It had so much Pop Culture I was in perpetual heaven!

Following the clarity I encountered learning of the propaganda evident in every facet of contemporary existence, I found my way to the realm of fashion, media and lifestyle, and I have never looked back. My abilities to write have gotten me places, my taste and ability to not be sucked into labels has made evaluating fashion easy, and understanding the extensiveness of different cultural practices has made me astute to defining different lifestyles.

My potential as a scholar and the gradual progression towards the title of “respected academic” has made me realize that while I am a student and a tutor, the world will always force me to learn new things. Understanding that I have lived a blessed life, filled with materialism and western-centric rationale, has made me constantly conscious of the socioeconomic situations around me. The political sphere seems too much a complex entity to be entirely understood, but it can be argued from many perspectives, and being a commercial baby has endeared me to the threshold of Western thinking and that thought process which I hold as my own, as I refuse to call it “indigenous”, “primitive”, “African” or the like. It is not as if the two are homogenous, these are thinkings that flex their potential reach and can be hybrid.

I am a commercial baby because I am born to a world offering me stupendous wonders I have been willed to crave as necessity.

I know my culture as my own.

I know the traditional practices I know, or participate in, are that of the Xhosa clans I was born and hardwired to respect through famial ties.

What you will do
Please write the next part of the essay about being a commercial baby, starting after its last sentence. None of the tasks requires the lines.

Raw data
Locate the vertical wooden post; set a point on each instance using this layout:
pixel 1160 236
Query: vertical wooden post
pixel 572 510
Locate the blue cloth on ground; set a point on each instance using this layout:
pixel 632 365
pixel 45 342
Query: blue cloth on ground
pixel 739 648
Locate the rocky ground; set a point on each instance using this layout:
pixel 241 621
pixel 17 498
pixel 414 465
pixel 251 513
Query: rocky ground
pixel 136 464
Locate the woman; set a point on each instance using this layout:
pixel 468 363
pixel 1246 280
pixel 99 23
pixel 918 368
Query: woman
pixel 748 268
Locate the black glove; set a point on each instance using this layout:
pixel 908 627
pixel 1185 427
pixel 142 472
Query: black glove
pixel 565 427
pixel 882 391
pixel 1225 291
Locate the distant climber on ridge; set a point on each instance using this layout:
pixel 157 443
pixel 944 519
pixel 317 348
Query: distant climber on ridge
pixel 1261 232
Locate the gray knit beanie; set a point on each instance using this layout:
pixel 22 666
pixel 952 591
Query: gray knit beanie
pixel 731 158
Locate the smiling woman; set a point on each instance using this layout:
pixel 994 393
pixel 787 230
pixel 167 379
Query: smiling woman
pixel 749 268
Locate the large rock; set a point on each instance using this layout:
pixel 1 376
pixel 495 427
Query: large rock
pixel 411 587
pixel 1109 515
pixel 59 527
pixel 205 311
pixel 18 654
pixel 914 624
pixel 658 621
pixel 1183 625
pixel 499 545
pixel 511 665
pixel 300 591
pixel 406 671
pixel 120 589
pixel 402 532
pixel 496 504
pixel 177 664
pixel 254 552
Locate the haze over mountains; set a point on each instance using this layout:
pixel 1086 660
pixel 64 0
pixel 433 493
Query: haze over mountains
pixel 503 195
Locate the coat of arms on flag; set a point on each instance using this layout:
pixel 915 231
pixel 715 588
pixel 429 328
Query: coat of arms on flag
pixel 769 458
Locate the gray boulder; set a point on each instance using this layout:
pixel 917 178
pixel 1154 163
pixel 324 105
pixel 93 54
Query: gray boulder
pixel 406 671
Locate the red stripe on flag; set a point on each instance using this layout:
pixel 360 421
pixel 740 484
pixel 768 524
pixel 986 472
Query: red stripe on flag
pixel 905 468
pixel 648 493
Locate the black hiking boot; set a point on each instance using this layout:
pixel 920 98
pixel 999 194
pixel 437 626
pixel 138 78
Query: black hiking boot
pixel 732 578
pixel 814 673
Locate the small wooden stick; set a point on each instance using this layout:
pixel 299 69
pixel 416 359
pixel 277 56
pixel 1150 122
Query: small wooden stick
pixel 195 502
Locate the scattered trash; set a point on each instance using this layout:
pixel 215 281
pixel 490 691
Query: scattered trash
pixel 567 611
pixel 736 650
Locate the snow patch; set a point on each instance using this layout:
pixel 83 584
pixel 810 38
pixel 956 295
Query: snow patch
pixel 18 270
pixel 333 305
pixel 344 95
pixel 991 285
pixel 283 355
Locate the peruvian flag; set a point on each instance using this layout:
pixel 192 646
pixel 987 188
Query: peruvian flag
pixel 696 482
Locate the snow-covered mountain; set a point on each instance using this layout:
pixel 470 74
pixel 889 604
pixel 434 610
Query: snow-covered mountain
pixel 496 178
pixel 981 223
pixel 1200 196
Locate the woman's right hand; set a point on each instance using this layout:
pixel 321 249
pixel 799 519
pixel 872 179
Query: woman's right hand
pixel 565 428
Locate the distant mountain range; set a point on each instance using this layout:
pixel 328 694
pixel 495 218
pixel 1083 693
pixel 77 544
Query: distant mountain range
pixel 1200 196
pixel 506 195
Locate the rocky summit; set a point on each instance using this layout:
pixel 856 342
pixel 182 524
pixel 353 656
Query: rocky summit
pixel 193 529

Output of the exercise
I know of the Apartheid age where the dogs of war battered bodies which wept red tears marring the streets, inconceivable losses were lived through, strength of conviction became paramount, and the basest sentimentality of humanity was everything, and I still hear the pain that cannot be forgotten echoed in this period.

South Africans are restless in their freedom.

I know the post-Apartheid era where gross human violations still occur justified under the guise of bureaucratic jargon and skewered united consciousness. I know commercialism because I buy and sell it, speak it and write it, I walk it and I know it as me. It is twisted into the fabric of who I am; I am choked by it so tightly I gasp for the remnants of air of an idyllic life dreamt of, but unattainable, till I embrace the blackness of this dystopic reality.

This is the inescapable reality- that I cannot be separated from the Juggernaut others consider despicable; that to attempt to separate me from it would strip me of a part of my identity.

The sad truth that it takes embracing a factor of this commercial body in order to birth the consciousness that finds its existence vile.